■ **What to do**
Scale the records starting with the line that contains "nose, dropping a point on every instance." and going on through the end of the records, and give only those lines again, requests included. Multiply every coordinate in the answers by 1.25 and round to whole numbers, with halves going up.

Items from a data source:
☆ ☆ ☆ ☆ ☆ ☆ ☆

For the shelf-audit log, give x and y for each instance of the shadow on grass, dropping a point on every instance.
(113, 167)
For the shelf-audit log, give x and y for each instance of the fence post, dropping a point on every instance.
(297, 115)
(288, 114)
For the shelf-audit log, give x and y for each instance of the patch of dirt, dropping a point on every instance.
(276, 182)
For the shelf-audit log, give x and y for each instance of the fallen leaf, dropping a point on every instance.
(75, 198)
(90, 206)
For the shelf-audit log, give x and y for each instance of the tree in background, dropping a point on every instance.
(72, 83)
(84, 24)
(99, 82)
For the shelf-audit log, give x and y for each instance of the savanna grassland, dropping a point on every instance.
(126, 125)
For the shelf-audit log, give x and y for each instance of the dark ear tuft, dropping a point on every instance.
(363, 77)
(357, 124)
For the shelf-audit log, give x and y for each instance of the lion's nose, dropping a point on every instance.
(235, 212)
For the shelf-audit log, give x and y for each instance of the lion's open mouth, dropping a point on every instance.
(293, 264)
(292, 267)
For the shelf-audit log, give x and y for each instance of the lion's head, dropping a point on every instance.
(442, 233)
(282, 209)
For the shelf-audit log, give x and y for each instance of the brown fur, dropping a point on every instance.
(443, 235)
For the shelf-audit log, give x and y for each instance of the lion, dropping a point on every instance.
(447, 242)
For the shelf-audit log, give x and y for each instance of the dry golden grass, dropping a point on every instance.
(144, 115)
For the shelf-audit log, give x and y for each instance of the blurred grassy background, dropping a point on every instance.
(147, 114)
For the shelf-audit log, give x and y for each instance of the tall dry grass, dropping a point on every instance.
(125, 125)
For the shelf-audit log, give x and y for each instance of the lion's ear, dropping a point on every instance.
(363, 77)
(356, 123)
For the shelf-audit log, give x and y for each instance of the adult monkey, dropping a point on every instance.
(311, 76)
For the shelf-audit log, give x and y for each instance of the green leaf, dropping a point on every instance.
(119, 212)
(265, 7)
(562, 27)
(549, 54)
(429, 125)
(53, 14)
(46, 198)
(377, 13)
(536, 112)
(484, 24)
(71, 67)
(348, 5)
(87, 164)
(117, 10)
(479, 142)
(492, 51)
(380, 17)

☆ ☆ ☆ ☆ ☆ ☆ ☆

■ **Full answer**
For the shelf-audit log, give x and y for each instance of the lion's nose, dropping a point on every instance.
(294, 265)
For the shelf-audit log, give x and y for each instance of the lion's open mouth, dropping a point on every instance.
(366, 330)
(365, 334)
For the shelf-audit log, give x and y for each instance of the lion's head, dropping a point on every instance.
(553, 291)
(353, 261)
For the shelf-audit log, give x and y for each instance of the brown fur, dropping a point on every instance.
(554, 294)
For the shelf-audit log, give x and y for each instance of the lion, dropping a point on every instance.
(559, 303)
For the shelf-audit log, give x and y for each instance of the dry golden grass, dropping a point on every instance.
(180, 144)
For the shelf-audit log, give x and y for each instance of the blurred grassy background, dropping a point on every instance.
(184, 143)
For the shelf-audit log, give x and y for each instance of the tall dry grass, dropping a point on every instance.
(156, 156)
For the shelf-audit log, give x and y for each instance of the lion's ear, dropping a point on every instance.
(454, 96)
(445, 154)
For the shelf-audit log, give x and y for each instance of the adult monkey, dropping a point on every instance.
(389, 95)
For the shelf-audit log, give x and y for each instance of the green leaf, dropping a point on every instance.
(149, 265)
(331, 9)
(703, 34)
(686, 68)
(536, 156)
(66, 18)
(58, 248)
(471, 16)
(670, 140)
(605, 30)
(89, 84)
(435, 6)
(109, 205)
(146, 13)
(599, 178)
(615, 64)
(475, 21)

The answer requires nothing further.